[Shape boundary entries]
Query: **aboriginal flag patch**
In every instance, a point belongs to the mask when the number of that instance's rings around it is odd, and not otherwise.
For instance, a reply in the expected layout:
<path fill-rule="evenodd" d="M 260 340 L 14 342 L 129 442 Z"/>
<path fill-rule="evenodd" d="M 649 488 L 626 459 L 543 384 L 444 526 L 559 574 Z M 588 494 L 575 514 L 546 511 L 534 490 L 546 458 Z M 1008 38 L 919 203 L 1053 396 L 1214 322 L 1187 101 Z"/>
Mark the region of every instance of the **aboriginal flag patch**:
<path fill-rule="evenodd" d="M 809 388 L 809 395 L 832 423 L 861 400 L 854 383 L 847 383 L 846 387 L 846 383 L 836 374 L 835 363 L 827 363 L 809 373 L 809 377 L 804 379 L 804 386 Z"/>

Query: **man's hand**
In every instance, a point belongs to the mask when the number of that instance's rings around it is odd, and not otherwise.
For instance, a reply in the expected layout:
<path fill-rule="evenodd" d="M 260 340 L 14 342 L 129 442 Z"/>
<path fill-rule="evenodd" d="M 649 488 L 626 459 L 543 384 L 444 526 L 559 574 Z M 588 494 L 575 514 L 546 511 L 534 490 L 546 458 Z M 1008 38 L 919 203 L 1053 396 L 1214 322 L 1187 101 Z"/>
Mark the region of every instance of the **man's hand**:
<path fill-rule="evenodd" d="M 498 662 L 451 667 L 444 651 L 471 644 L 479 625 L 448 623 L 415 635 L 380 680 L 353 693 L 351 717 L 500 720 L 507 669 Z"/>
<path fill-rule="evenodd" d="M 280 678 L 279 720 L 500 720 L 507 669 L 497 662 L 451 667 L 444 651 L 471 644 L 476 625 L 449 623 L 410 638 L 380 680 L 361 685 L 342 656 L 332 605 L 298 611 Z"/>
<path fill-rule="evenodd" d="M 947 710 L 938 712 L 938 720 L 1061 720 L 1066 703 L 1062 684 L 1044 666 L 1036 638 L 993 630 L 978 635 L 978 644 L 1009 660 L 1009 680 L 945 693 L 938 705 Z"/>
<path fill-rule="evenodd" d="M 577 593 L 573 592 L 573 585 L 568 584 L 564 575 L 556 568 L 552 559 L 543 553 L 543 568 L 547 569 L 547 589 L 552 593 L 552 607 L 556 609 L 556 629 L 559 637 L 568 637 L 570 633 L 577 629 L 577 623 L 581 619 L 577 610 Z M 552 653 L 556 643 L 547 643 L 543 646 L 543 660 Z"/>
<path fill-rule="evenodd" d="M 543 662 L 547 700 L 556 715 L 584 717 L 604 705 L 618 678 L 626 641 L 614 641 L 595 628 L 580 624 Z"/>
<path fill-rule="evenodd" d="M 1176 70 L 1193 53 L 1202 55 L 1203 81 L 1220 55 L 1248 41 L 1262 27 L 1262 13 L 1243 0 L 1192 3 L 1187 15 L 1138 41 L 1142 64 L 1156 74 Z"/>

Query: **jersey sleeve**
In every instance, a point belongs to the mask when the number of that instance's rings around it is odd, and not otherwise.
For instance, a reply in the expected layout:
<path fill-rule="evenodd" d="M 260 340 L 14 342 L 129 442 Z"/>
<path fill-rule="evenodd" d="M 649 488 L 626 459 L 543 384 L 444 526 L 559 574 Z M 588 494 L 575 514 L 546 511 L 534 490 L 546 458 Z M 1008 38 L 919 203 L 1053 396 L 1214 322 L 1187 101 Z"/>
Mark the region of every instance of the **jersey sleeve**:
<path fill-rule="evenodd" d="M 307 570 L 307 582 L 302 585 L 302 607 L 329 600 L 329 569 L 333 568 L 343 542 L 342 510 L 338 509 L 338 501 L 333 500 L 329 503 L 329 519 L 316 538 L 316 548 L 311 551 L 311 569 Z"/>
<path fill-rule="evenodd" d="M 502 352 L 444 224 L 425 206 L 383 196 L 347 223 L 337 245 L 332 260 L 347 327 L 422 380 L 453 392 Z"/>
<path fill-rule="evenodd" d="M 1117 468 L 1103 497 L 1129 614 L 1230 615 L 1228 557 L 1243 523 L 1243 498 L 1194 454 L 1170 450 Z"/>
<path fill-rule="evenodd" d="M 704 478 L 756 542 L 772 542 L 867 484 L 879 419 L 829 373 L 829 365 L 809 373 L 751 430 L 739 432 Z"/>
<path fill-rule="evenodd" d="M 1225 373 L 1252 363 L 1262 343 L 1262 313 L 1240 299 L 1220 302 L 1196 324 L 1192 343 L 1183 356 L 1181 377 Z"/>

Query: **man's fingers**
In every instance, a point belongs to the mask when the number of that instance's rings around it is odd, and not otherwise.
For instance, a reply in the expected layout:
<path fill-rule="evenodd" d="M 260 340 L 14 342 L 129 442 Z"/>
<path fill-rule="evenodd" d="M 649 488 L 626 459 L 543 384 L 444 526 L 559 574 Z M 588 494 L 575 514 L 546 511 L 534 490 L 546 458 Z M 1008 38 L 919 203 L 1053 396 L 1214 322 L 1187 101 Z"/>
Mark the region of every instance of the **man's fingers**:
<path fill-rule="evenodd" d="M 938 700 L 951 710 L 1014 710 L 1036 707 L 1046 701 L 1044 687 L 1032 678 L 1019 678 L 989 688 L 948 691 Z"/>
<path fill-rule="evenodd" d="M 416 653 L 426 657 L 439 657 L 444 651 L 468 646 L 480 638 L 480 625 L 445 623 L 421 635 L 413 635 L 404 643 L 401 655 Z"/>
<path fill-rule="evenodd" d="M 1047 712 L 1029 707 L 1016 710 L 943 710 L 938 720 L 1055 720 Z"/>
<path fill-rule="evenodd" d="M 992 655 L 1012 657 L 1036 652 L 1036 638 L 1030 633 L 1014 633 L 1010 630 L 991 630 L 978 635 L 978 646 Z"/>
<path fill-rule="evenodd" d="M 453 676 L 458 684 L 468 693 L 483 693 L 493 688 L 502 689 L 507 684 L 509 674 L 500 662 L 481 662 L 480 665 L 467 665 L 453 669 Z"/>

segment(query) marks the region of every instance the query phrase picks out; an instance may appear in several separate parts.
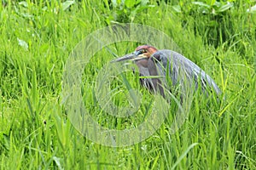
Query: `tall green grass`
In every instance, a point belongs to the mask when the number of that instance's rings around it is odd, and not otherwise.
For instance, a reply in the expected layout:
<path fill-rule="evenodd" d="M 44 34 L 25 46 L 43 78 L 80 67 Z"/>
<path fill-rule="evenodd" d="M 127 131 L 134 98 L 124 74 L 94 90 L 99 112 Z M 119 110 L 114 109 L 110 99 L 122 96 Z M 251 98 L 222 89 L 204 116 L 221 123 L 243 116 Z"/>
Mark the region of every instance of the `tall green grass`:
<path fill-rule="evenodd" d="M 61 1 L 0 2 L 1 169 L 255 169 L 256 16 L 246 12 L 254 4 L 236 1 L 224 12 L 203 14 L 185 0 L 138 1 L 122 8 L 121 3 L 108 2 L 70 6 Z M 215 8 L 211 2 L 205 3 Z M 180 10 L 174 10 L 177 7 Z M 225 100 L 209 105 L 195 94 L 176 133 L 168 131 L 170 114 L 153 136 L 132 146 L 106 147 L 83 137 L 60 98 L 65 62 L 86 35 L 118 22 L 166 32 L 180 53 L 216 81 Z M 137 45 L 125 42 L 108 48 L 122 55 Z M 86 65 L 85 105 L 102 126 L 131 128 L 143 117 L 153 96 L 140 88 L 137 75 L 127 72 L 126 80 L 143 94 L 137 117 L 115 119 L 104 113 L 95 100 L 94 83 L 99 70 L 113 58 L 102 50 Z M 117 78 L 113 86 L 125 90 L 122 77 Z M 122 94 L 115 102 L 127 104 Z"/>

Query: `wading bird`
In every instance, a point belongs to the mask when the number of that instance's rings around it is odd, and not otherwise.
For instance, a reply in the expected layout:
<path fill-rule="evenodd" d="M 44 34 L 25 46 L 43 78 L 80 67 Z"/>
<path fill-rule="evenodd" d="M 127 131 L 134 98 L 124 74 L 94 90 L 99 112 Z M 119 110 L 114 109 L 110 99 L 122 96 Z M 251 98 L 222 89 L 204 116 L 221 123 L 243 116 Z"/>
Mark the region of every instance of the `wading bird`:
<path fill-rule="evenodd" d="M 193 90 L 196 90 L 200 86 L 203 92 L 210 89 L 217 94 L 221 94 L 215 82 L 204 71 L 177 52 L 168 49 L 158 50 L 153 46 L 143 45 L 137 47 L 135 52 L 112 62 L 124 60 L 135 61 L 142 77 L 141 84 L 150 91 L 160 91 L 163 96 L 164 88 L 166 88 L 165 82 L 168 78 L 166 76 L 171 78 L 172 86 L 189 82 L 190 88 L 195 88 Z"/>

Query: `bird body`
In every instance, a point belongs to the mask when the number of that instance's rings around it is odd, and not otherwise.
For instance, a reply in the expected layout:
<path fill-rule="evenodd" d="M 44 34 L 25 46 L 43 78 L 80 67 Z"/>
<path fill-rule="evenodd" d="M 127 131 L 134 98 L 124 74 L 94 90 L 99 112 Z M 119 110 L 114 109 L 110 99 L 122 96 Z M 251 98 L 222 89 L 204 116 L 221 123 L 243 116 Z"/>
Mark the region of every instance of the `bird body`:
<path fill-rule="evenodd" d="M 221 94 L 215 82 L 202 69 L 177 52 L 168 49 L 157 50 L 153 46 L 143 45 L 137 47 L 135 52 L 113 62 L 127 60 L 135 61 L 143 77 L 140 79 L 141 84 L 150 91 L 159 90 L 164 95 L 166 79 L 170 77 L 172 86 L 184 85 L 189 82 L 189 86 L 193 83 L 195 89 L 197 89 L 201 83 L 203 92 L 210 88 L 217 94 Z"/>

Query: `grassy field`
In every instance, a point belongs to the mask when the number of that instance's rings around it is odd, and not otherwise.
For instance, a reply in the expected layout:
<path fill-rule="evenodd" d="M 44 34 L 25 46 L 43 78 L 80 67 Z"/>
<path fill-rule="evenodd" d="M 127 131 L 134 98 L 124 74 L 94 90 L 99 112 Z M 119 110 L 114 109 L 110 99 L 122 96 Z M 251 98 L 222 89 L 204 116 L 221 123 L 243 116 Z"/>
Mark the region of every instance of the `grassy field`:
<path fill-rule="evenodd" d="M 1 169 L 256 169 L 255 6 L 247 11 L 255 2 L 49 2 L 0 1 Z M 131 146 L 107 147 L 81 135 L 61 103 L 66 60 L 90 32 L 124 22 L 170 36 L 178 52 L 216 81 L 225 100 L 209 104 L 196 94 L 176 133 L 167 130 L 171 115 L 154 135 Z M 137 45 L 122 42 L 108 48 L 123 55 Z M 104 127 L 131 128 L 154 96 L 127 72 L 143 94 L 137 116 L 116 119 L 102 111 L 96 76 L 113 59 L 103 49 L 86 65 L 85 106 Z M 125 90 L 120 82 L 116 86 Z M 115 103 L 125 100 L 119 94 Z"/>

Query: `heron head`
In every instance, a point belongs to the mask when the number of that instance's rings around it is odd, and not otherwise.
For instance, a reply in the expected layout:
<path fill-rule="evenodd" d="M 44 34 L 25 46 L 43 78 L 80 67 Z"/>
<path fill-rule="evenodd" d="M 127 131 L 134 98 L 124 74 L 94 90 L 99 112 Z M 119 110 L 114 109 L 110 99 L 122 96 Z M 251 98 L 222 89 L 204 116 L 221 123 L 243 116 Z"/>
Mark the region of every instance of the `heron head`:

STATED GOAL: From the entries above, pull out every line that contains the string "body". Case counts.

THE RESULT:
Query: `bird body`
Mark the region of every instance of the `bird body`:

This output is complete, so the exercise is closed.